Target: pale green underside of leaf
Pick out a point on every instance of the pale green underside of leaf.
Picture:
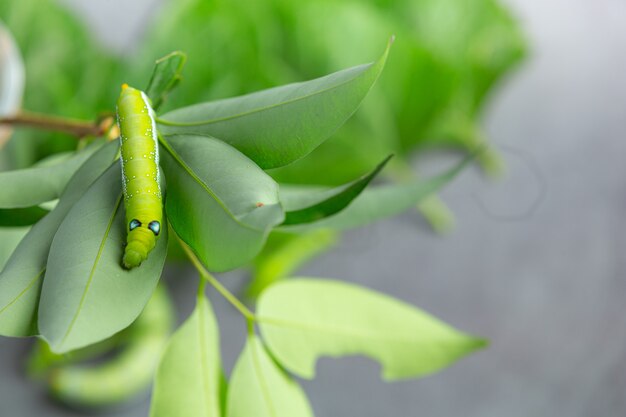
(259, 388)
(166, 75)
(304, 319)
(87, 295)
(219, 202)
(36, 185)
(20, 280)
(277, 126)
(188, 378)
(125, 374)
(374, 203)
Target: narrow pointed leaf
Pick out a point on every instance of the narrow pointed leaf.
(304, 319)
(219, 202)
(31, 186)
(379, 202)
(165, 77)
(278, 126)
(11, 80)
(188, 380)
(259, 388)
(20, 280)
(21, 216)
(306, 208)
(87, 296)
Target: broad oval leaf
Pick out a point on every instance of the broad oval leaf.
(20, 280)
(259, 388)
(11, 80)
(277, 126)
(165, 77)
(309, 207)
(378, 202)
(31, 186)
(125, 374)
(188, 380)
(304, 319)
(219, 202)
(87, 295)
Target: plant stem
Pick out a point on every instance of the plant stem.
(249, 315)
(78, 128)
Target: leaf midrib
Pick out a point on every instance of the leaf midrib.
(262, 382)
(24, 291)
(264, 108)
(93, 269)
(203, 185)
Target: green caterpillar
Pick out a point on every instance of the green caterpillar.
(140, 174)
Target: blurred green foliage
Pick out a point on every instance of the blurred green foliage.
(447, 57)
(67, 73)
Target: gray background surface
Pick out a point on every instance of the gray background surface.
(546, 286)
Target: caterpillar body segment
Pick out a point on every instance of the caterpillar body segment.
(140, 175)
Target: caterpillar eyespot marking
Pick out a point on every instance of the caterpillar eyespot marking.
(134, 223)
(155, 227)
(139, 161)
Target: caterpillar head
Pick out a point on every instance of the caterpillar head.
(141, 240)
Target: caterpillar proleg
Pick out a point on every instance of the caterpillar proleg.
(140, 174)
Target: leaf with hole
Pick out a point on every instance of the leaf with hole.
(219, 202)
(304, 319)
(87, 295)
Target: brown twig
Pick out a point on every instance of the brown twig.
(78, 128)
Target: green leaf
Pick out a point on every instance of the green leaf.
(165, 77)
(259, 388)
(277, 126)
(219, 202)
(21, 216)
(10, 237)
(20, 280)
(285, 253)
(36, 185)
(87, 295)
(304, 319)
(11, 80)
(309, 207)
(125, 373)
(376, 203)
(188, 380)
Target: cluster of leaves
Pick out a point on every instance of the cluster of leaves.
(449, 54)
(64, 282)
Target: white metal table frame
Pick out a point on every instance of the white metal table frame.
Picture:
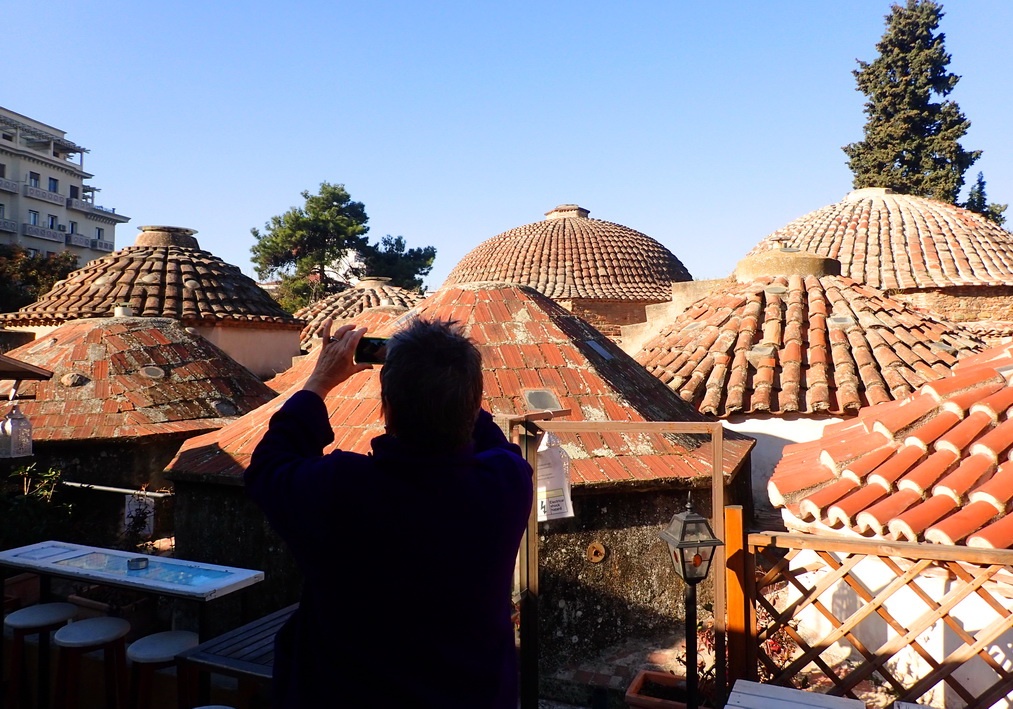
(160, 575)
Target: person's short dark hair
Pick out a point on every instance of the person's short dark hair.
(432, 385)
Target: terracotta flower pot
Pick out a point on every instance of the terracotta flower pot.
(652, 689)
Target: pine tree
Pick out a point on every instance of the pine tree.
(912, 142)
(978, 202)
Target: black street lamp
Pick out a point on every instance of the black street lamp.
(692, 544)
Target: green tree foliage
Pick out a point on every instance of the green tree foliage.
(978, 202)
(912, 140)
(25, 278)
(405, 267)
(303, 245)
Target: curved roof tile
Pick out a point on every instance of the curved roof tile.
(163, 274)
(935, 466)
(127, 378)
(569, 255)
(347, 305)
(528, 342)
(800, 343)
(900, 241)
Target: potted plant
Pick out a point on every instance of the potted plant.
(28, 514)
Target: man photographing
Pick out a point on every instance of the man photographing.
(407, 553)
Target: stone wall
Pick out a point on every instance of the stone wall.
(608, 316)
(970, 304)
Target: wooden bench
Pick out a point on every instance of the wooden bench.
(752, 695)
(246, 653)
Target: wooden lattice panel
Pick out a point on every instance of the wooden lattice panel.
(813, 568)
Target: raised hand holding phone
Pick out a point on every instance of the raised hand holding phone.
(334, 362)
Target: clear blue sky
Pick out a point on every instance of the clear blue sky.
(704, 125)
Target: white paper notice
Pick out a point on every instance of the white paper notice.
(553, 480)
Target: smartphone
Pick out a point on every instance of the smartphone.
(371, 350)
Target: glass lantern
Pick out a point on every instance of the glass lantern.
(15, 434)
(692, 544)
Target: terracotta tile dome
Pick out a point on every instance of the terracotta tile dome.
(165, 273)
(371, 292)
(569, 255)
(900, 241)
(131, 378)
(789, 334)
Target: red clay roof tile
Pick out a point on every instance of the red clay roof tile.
(130, 385)
(596, 380)
(571, 256)
(960, 491)
(868, 341)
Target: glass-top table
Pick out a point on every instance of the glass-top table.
(167, 576)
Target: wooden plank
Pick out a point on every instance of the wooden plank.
(752, 695)
(879, 547)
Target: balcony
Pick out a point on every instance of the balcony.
(43, 233)
(95, 210)
(45, 195)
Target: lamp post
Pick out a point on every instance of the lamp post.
(692, 544)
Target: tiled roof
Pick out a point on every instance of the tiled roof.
(900, 241)
(934, 466)
(122, 378)
(528, 342)
(569, 255)
(372, 319)
(163, 274)
(346, 305)
(802, 343)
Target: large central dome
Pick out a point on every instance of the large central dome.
(570, 256)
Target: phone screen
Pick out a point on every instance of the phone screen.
(371, 350)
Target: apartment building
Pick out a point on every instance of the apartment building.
(45, 205)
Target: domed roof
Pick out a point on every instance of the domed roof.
(371, 292)
(803, 340)
(533, 350)
(569, 255)
(900, 241)
(163, 274)
(129, 378)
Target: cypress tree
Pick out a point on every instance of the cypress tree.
(912, 139)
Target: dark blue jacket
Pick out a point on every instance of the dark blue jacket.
(408, 562)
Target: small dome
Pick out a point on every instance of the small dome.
(899, 241)
(569, 255)
(163, 274)
(371, 292)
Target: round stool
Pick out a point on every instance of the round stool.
(42, 619)
(151, 653)
(85, 636)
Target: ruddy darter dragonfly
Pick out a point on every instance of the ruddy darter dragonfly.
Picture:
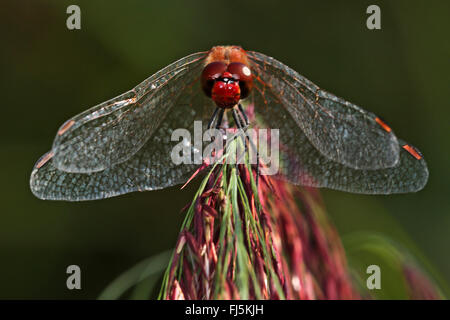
(124, 144)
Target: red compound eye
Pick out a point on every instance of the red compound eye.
(243, 74)
(209, 75)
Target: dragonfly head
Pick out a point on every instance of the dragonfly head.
(226, 84)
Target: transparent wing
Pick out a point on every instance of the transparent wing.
(113, 131)
(150, 168)
(339, 130)
(301, 163)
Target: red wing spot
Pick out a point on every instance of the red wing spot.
(65, 127)
(383, 125)
(412, 151)
(44, 159)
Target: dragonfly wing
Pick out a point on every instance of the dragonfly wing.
(339, 130)
(302, 164)
(113, 131)
(150, 168)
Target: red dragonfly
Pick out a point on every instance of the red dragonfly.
(123, 145)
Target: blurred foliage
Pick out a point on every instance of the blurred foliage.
(50, 74)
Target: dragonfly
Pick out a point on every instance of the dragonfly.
(123, 145)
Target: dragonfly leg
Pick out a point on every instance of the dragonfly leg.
(242, 124)
(213, 117)
(243, 114)
(219, 118)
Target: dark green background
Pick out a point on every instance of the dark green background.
(49, 74)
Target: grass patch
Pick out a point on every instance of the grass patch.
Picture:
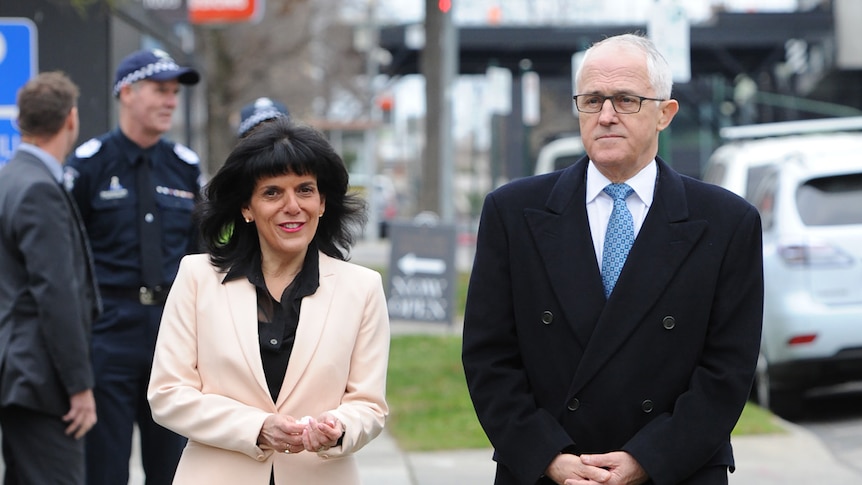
(427, 393)
(431, 408)
(756, 420)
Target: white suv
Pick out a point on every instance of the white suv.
(808, 189)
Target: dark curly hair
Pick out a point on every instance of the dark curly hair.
(274, 148)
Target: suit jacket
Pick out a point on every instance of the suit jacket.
(208, 382)
(48, 298)
(662, 369)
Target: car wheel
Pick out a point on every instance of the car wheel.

* _TASK REQUIREMENTS_
What you should produce is an exact copy of the records, with the pictures left out.

* _EXERCISE SOLUTION_
Target: pale green underside of leaf
Pick out a point on every instance of the pale green underside of leaf.
Picture:
(259, 388)
(166, 75)
(304, 319)
(87, 295)
(219, 202)
(36, 185)
(20, 280)
(277, 126)
(188, 378)
(125, 374)
(374, 203)
Target: narrow pointed leaf
Pick out a point on every instance of the narrow pointed leaf.
(304, 319)
(219, 202)
(31, 186)
(379, 202)
(165, 77)
(278, 126)
(11, 80)
(188, 380)
(259, 388)
(20, 280)
(21, 216)
(306, 208)
(87, 296)
Target: broad oval leaf
Pick out a point on every instance of the broad oval leaf.
(20, 280)
(259, 388)
(11, 80)
(277, 126)
(165, 77)
(309, 207)
(378, 202)
(31, 186)
(125, 374)
(188, 380)
(304, 319)
(219, 202)
(87, 295)
Target: plant stem
Pick out a point on every instance of the plant stem.
(249, 315)
(78, 128)
Target: leaf midrib
Pick out a point on every instance of the leaf midrib.
(262, 382)
(24, 291)
(264, 108)
(93, 269)
(203, 185)
Target: green caterpillar
Pick out a point on every instance of the green caterpillar.
(140, 174)
Target: blurred green foliage
Pick out a point on every instance of the blurred green foliage.
(447, 57)
(67, 73)
Target: gray background surface
Pick out a point on every instance of the gray background surface.
(546, 286)
Target: caterpillar body segment
Pick out a point on every instance of the caterpillar body segment.
(140, 175)
Target: caterpillar eyespot marking
Pick out a point on every instance of the caterpillar eyespot marking.
(134, 223)
(155, 227)
(139, 161)
Target: caterpillar head
Pick out a point on every instance of the caterpillar head.
(141, 240)
Target: caterpillar proleg
Pick out a point on every instance of the caterpillar proleg.
(140, 174)
Target: leaf with hole
Pick out a point on every instance of the leaf with hole.
(219, 202)
(304, 319)
(87, 295)
Target: brown twig
Pick out a point on every instance of the brown twig.
(78, 128)
Target: green leaf
Pick out a point on every instance of the green leaf.
(165, 77)
(259, 388)
(277, 126)
(219, 202)
(21, 216)
(10, 237)
(20, 280)
(285, 253)
(36, 185)
(87, 295)
(304, 319)
(11, 80)
(309, 207)
(125, 373)
(376, 203)
(188, 380)
Target: cluster of leaves
Pick out a point on every instance of the cluster of leaves.
(449, 54)
(64, 282)
Target: white metal table frame
Pick out a point on every instance of the white metal table frame.
Picture:
(160, 575)
Target: person's short dark hair
Pick out a point on every instance of the person's short dark hair.
(432, 385)
Target: terracotta flower pot
Pick out a point on every instance of the terracotta flower pot.
(652, 689)
Target: pine tree
Pick out a point on every instance of the pine tree.
(912, 142)
(978, 202)
Target: black street lamp
Pick out a point on every instance of the black street lamp.
(692, 544)
Target: green tree foliage
Pick out a point on every instance of the green tree foliage.
(978, 202)
(912, 140)
(25, 278)
(405, 267)
(303, 245)
Target: curved roof tile
Pick out a point on every instance of the curved roof tile.
(163, 274)
(935, 466)
(127, 378)
(569, 255)
(347, 305)
(528, 342)
(800, 343)
(900, 241)
Target: potted plant
Pick out a point on every instance of the potted plant.
(28, 514)
Target: man photographing
Pick out a point on every instance of the man photographing.
(407, 553)
Target: stone wall
Pick out a point on every instance of the stone wall.
(608, 316)
(970, 304)
Target: wooden bench
Pick out a point on every instance of the wooden bench.
(752, 695)
(246, 653)
Target: wooden lattice panel
Pick out a point on every instance of the wooden lattice panel.
(813, 568)
Target: raised hand holding phone
Pick out a point on every instance of the raised hand holding phone.
(334, 362)
Target: clear blue sky
Pick out a point on every instance of the clear blue sky.
(704, 125)
Target: white paper notice
Pick out a point on every instance of the white paper notice.
(553, 480)
Target: smartphone
Pick out a point on every instance of the smartphone.
(371, 350)
Target: glass lantern
Pick out a point on every instance of the glass lantern.
(15, 434)
(692, 544)
Target: terracotta tile dome
Pick out a point on every instance of the terracotta tile dome.
(165, 273)
(371, 292)
(569, 255)
(900, 241)
(131, 378)
(789, 334)
Target: red clay roof tile
Pick out a point on every instance of the red clay roof tile.
(130, 385)
(596, 380)
(571, 256)
(960, 491)
(868, 341)
Target: glass-top table
Pick out a point on every instance of the glass-top table.
(167, 576)
Target: wooden plank
Pick out a point on every instance of the wooden plank.
(752, 695)
(879, 547)
Target: balcony
Pick out a point on every instance of the balcony.
(43, 233)
(95, 210)
(45, 195)
Target: lamp post
Pick out a point on every instance of the lamp post.
(692, 544)
Target: tiled roof
Pick out a point on every instance of the tiled roof.
(900, 241)
(934, 466)
(122, 378)
(528, 342)
(569, 255)
(372, 319)
(163, 274)
(346, 305)
(802, 343)
Target: large central dome
Pick out a point on every instance of the large central dome.
(570, 256)
Target: phone screen
Pick out a point on every instance of the phone screen.
(371, 350)
Target: apartment building
Pick out a point on every instance of the apartment building.
(45, 205)
Target: domed roof
Pick out a point on every instance of the domed roof.
(371, 292)
(803, 340)
(533, 350)
(569, 255)
(900, 241)
(163, 274)
(129, 378)
Target: cypress tree
Pick out a point on every instance of the cypress tree.
(912, 139)
Target: dark blue jacket
Pick out a point on every instance of the dark blue jacket.
(408, 562)
Target: small dome
Pick out a point on every instance of the small dome.
(899, 241)
(569, 255)
(163, 274)
(371, 292)
Target: round stool
Pick out a point on every instance of the round stool.
(42, 619)
(151, 653)
(85, 636)
Target: ruddy darter dragonfly
Pick out a point on every instance of the ruddy darter dragonfly.
Picture:
(124, 144)
Target: red compound eye
Pick out a point on every instance of the red compound eye.
(243, 74)
(209, 75)
Target: dragonfly head
Pick out a point on every instance of the dragonfly head.
(226, 84)
Target: transparent wing
Pick out a point on every instance of the transparent wing.
(113, 131)
(150, 168)
(339, 130)
(301, 163)
Target: red wing spot
Pick out a point on every instance of the red wing spot.
(65, 127)
(383, 125)
(412, 151)
(44, 159)
Target: dragonfly wing
Pick out a point on every instance of the dragonfly wing.
(339, 130)
(302, 164)
(113, 131)
(150, 168)
Target: red dragonfly
Pick out a point on every instance of the red dragonfly.
(123, 145)
Target: blurred foliage
Pick out a point on every instance of the blurred foliage.
(50, 74)
Target: dragonfly
Pick out a point on every instance of the dragonfly.
(123, 145)
Target: dragonfly leg
Pick out a point on every instance of the dragonfly leg.
(242, 124)
(213, 117)
(243, 114)
(219, 118)
Target: dark green background
Pick out a point on every instance of the dark green background.
(49, 74)
Target: grass patch
Pick out a point on every instance of the grass patch.
Picture:
(427, 393)
(431, 408)
(756, 420)
Target: white suv
Pick out a point on every instance of the white suv.
(808, 189)
Target: dark curly hair
Pick out a point on every instance of the dark curly hair.
(274, 148)
Target: suit jacket
Pick out a point on every instance of the suit jacket.
(208, 382)
(48, 298)
(662, 369)
Target: car wheel
Pick out a point on every instance of the car wheel.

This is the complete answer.